*Problems and tasks*.
(a) In the essay about feeding what you build, why does the writer have no quarrel with big dreamers?
(b) List every thing the essay about feeding what you build says we wouldn't have without big dreamers.
(c) From the essay about feeding what you build, copy word for word the passage from "I know what" to "to eat itself.".

*Text to read*.
-=-=-
I know what you’re thinking, and no, I haven’t grown
nostalgic over Kevin Costner movies, nor have I gone back and watched Field of
Dreams. I wasn’t about to say that if you build it, they will come, but what I
am going to say, what this entire essay is about, is the truer adage, that if
you build it, you must feed it.
Sometimes you can build something, and they will not come.
Empty business, restaurants, music halls, and countless other things prove the
veracity of this. If all it took were building it, then Pan Am airlines would
still be in business, and Howard Johnson’s would still be the premier hotel
chain in the nation.
A more apt truism than if you build it, they will come, at
least in my estimation, is if you build it, you must feed it. Whatever it is
that you are trying to build, if it isn’t constantly fed, it will either
contract, grow sickly, and die or begin to eat itself.
If someone starts a business, I take no issue with them
trying to build it as big as they could. I have no quarrel with big dreamers,
because when a big dreamer puts in the effort and achieves what they dreamt of
achieving, more often than not it is impressive, and comes close to defying
logic. The world needs big dreamers because, without big dreamers, we wouldn’t
have skyscrapers, transatlantic flight, the internet, or dare I say, even
flushable toilets.
-=-=-
*Dataset*.
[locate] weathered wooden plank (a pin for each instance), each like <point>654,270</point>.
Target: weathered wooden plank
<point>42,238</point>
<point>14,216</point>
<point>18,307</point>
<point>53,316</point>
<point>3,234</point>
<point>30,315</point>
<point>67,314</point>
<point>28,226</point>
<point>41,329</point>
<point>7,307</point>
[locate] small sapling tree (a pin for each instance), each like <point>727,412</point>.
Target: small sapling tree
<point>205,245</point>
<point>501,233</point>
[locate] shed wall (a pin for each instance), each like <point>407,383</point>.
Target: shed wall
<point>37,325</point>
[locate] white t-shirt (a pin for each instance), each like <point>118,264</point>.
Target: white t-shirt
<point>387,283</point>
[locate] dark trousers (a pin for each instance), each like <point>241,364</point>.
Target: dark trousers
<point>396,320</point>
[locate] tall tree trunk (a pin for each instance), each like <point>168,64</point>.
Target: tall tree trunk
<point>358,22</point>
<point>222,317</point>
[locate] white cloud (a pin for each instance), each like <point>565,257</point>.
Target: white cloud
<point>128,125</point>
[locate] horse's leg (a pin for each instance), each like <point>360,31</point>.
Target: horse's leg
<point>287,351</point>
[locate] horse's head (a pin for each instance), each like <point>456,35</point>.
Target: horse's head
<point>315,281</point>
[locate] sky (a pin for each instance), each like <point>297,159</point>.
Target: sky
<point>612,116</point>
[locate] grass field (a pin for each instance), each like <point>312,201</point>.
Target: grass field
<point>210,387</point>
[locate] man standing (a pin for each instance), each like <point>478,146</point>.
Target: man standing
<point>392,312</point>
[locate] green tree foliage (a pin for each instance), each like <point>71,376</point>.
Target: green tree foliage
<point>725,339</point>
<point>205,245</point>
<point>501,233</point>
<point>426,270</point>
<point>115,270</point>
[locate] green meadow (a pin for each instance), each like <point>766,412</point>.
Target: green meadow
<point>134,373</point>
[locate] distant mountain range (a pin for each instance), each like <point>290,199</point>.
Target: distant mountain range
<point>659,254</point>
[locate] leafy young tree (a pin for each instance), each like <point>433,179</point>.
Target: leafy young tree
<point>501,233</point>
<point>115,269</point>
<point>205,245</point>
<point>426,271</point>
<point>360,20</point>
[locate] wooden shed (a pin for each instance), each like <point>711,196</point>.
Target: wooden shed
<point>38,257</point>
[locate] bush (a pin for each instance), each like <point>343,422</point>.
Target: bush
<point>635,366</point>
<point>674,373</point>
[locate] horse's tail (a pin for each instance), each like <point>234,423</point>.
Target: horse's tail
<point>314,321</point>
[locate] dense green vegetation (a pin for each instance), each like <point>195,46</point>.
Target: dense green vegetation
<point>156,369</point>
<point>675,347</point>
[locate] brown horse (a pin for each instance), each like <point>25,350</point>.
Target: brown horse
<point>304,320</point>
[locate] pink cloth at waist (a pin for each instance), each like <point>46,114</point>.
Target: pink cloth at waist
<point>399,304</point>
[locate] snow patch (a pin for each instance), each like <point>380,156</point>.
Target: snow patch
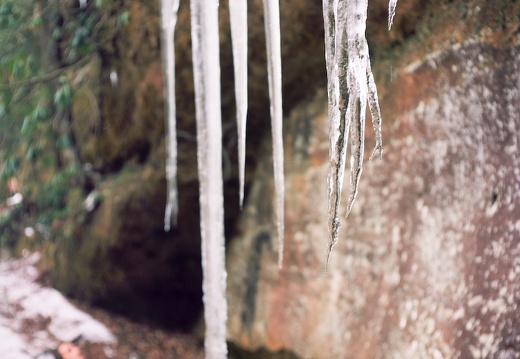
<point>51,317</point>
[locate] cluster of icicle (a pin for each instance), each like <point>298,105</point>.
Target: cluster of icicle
-=-=-
*Solutions for each task*.
(a) When a big dreamer puts in the effort and achieves what they dreamt of achieving, the result is more often than not impressive and comes close to defying logic.

(b) Skyscrapers, transatlantic flight, the internet, and flushable toilets.

(c)
I know what you’re thinking, and no, I haven’t grown
nostalgic over Kevin Costner movies, nor have I gone back and watched Field of
Dreams. I wasn’t about to say that if you build it, they will come, but what I
am going to say, what this entire essay is about, is the truer adage, that if
you build it, you must feed it.
Sometimes you can build something, and they will not come.
Empty business, restaurants, music halls, and countless other things prove the
veracity of this. If all it took were building it, then Pan Am airlines would
still be in business, and Howard Johnson’s would still be the premier hotel
chain in the nation.
A more apt truism than if you build it, they will come, at
least in my estimation, is if you build it, you must feed it. Whatever it is
that you are trying to build, if it isn’t constantly fed, it will either
contract, grow sickly, and die or begin to eat itself.